**HOW TO COMPLETE THIS TASK:** Please give an exact transcription of the lines below, from the one that contains "Where can you find the red tractor" to the very last, with no other lines.

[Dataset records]
= = = = =
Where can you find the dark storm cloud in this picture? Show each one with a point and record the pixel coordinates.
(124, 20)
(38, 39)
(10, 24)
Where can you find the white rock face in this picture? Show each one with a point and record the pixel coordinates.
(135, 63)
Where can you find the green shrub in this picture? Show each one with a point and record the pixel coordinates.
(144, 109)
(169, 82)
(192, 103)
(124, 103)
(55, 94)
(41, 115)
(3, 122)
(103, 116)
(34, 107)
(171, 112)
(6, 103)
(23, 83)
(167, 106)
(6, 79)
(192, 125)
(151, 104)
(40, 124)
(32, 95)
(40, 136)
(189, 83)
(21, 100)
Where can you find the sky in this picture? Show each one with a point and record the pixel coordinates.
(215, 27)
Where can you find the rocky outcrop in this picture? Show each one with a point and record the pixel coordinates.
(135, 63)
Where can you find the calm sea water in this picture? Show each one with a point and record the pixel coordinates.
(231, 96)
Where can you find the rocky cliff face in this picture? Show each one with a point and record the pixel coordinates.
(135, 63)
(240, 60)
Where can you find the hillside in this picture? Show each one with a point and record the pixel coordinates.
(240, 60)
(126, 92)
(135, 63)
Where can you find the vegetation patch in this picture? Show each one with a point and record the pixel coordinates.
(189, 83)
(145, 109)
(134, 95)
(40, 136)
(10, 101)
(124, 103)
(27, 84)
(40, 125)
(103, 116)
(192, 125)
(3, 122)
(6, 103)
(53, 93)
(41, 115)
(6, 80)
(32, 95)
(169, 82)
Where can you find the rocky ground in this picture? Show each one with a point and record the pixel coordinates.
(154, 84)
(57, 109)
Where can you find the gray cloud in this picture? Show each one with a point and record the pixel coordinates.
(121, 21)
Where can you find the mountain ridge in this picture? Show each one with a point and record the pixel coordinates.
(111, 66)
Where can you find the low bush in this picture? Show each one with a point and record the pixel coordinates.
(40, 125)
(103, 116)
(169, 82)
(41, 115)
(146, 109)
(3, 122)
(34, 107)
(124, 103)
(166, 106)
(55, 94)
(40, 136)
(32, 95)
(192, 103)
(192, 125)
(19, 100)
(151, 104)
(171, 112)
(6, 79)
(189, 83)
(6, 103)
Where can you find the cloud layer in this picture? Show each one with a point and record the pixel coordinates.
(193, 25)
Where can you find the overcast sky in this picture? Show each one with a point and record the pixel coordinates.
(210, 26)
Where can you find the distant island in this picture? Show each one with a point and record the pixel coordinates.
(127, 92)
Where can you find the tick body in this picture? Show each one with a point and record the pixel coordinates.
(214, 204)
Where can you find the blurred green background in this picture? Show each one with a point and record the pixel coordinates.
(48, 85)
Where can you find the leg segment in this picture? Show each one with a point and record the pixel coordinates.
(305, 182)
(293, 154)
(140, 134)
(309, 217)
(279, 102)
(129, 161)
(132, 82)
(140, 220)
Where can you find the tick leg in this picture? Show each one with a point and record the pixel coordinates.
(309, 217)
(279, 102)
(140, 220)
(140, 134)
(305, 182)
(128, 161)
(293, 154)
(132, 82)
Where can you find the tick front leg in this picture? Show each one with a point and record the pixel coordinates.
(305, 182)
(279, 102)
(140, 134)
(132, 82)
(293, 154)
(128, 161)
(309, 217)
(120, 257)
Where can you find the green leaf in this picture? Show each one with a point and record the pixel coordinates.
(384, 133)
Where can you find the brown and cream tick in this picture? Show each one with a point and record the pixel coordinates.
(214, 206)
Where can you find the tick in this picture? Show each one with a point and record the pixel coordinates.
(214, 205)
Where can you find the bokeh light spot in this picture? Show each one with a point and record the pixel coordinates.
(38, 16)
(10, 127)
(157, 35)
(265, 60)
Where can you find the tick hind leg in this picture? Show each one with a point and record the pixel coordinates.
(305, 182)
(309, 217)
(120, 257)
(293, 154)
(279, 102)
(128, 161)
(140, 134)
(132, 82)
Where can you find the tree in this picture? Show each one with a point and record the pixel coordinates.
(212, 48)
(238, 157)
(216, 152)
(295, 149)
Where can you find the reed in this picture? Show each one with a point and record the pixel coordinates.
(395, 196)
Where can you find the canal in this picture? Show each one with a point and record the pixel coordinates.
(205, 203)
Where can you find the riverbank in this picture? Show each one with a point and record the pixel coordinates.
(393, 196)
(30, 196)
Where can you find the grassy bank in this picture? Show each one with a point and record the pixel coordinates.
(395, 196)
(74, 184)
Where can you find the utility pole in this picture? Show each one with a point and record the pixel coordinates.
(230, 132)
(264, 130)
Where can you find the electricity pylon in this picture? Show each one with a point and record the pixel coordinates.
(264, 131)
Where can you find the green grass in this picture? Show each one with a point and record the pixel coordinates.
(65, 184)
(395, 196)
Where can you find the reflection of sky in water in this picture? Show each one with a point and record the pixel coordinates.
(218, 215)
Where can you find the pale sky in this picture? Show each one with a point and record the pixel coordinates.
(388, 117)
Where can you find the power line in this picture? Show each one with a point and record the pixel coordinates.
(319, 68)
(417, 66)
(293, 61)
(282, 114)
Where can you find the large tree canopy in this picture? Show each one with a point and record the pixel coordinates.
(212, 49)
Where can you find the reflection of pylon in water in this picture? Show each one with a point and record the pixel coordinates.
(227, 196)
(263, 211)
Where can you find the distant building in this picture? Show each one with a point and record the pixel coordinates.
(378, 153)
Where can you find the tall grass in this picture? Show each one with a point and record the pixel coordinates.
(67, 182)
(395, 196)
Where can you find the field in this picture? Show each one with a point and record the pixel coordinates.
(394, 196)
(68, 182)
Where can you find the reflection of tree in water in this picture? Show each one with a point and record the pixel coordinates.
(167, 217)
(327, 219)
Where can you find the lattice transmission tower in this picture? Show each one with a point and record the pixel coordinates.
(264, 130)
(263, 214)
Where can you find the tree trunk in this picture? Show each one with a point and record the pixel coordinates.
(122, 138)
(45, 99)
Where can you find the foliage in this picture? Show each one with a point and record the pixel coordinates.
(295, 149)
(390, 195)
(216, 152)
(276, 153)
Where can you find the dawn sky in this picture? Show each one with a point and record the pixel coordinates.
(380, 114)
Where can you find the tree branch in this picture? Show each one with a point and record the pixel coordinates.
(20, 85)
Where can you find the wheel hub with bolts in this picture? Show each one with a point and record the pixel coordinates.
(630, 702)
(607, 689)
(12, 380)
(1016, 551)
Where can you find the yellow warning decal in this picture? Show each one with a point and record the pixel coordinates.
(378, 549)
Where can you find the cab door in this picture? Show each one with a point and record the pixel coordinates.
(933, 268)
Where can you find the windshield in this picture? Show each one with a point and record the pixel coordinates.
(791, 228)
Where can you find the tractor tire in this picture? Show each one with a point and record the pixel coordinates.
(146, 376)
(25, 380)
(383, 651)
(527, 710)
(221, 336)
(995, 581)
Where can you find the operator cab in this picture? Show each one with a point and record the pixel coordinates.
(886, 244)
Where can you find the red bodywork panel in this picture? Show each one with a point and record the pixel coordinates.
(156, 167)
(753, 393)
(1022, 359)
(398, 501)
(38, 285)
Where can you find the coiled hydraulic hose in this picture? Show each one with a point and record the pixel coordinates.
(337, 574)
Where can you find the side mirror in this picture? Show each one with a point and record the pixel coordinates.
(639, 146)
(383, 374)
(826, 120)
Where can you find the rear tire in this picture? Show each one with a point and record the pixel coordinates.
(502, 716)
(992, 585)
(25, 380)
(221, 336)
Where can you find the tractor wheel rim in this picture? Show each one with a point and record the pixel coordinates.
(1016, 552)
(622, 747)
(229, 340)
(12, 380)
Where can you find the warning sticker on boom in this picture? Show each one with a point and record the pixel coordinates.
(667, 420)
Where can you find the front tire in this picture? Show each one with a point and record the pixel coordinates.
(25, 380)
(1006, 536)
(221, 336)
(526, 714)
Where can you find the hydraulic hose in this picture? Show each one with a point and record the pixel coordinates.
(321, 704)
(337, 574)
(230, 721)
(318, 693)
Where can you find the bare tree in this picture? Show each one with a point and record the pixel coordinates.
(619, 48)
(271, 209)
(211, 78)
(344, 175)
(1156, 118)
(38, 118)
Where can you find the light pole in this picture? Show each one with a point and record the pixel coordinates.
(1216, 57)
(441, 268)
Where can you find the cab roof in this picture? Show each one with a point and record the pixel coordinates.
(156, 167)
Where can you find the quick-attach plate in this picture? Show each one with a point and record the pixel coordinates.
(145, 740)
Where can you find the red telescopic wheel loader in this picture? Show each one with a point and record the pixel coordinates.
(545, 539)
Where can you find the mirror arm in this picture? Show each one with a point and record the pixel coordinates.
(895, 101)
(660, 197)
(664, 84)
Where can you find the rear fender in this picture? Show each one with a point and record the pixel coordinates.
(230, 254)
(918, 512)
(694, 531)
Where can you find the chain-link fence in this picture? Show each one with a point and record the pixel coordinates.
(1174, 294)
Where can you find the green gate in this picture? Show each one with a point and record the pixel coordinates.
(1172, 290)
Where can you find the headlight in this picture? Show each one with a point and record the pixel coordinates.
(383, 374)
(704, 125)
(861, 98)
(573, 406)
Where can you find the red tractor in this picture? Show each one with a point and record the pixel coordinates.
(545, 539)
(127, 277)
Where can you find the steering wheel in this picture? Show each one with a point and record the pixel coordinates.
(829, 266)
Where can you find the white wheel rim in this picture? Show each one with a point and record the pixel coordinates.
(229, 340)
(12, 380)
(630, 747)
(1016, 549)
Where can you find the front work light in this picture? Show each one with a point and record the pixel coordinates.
= = = = =
**SOLUTION BELOW:**
Where can you find the red tractor in this picture? Show each one with a point and record the pixel coordinates.
(545, 539)
(127, 277)
Where can you find the steering wheel in this picture? Show each one with a point and record the pixel coordinates.
(829, 266)
Where can you find the white wheel rim in this picture? Show each one with a point and record the pixel coordinates.
(229, 340)
(12, 380)
(630, 747)
(1016, 549)
Where can you find the front work light in this picture? Show each one with a point and record the pixel coordinates.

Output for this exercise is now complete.